In recent years, the media has played a big role in popularizing the term swing states, as the increase in partisan TV channels and news websites has allowed consumers to only listen to like-minded pundits. In contrast, back in the 1960s, there were only a few TV channels. “Those networks converged towards the center to maximize audience share, but now you’ve got lots of different news sources catering to different constituencies and interests,” says Schultz. The proliferation of partisan media sources helped exacerbate the polarization that has contributed to more voters who consistently support either party, he argues.

And that media focus on swing states only increased following the heated 2000 election—which came down to a single state, Florida, and ended in a Supreme Court decision halting a recount of votes in the state—and the 2004 election, when some alleged that purges of the voter rolls in Ohio tipped the result in Bush’s favor. According to the 2015 edition of Presidential Swing States, a keyword search of “swing states” in the New York Times turned up 139 references to the term in the 2000 election, 321 in 2004, 231 in 2008, and 581 in 2012.

:::

-- Problems and tasks --
1) According to the swing states passage, how many references to "swing states" did a keyword search of the New York Times find for the 2012 election?
2) Please carry on the swing states passage from its last sentence.
The data that comes after this text isn't needed.

-- Recorded data --
:::

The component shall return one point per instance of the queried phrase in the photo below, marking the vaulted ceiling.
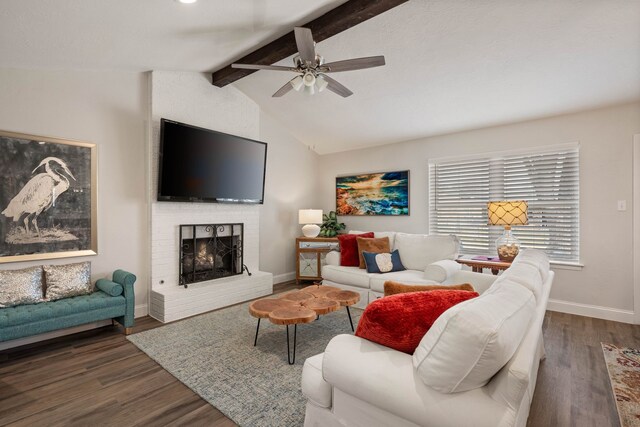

:::

-- Exercise results --
1) 581

2)
Media fascination with swing state coverage is made further possible by the narrowing of the number of swing states and the rise of 24-hour cable news. Swing states also become less expensive to poll, so those polls have proliferated and continued to feed interest in the horse race in key swing states.

So what’s the impact of presidential elections coming down to a handful of swing states on American society?

McLean, for one, argues that the swing state dynamic has exacerbated distrust in American government and institutions that stems back to the 1970s Watergate scandal. “The sad effect is that the majority of voters are largely relegated to the role of spectators,” he says. “It is no wonder, then, that when the same swing states always seem to decide national elections, it can erode the faith that elections are the voice of the people.”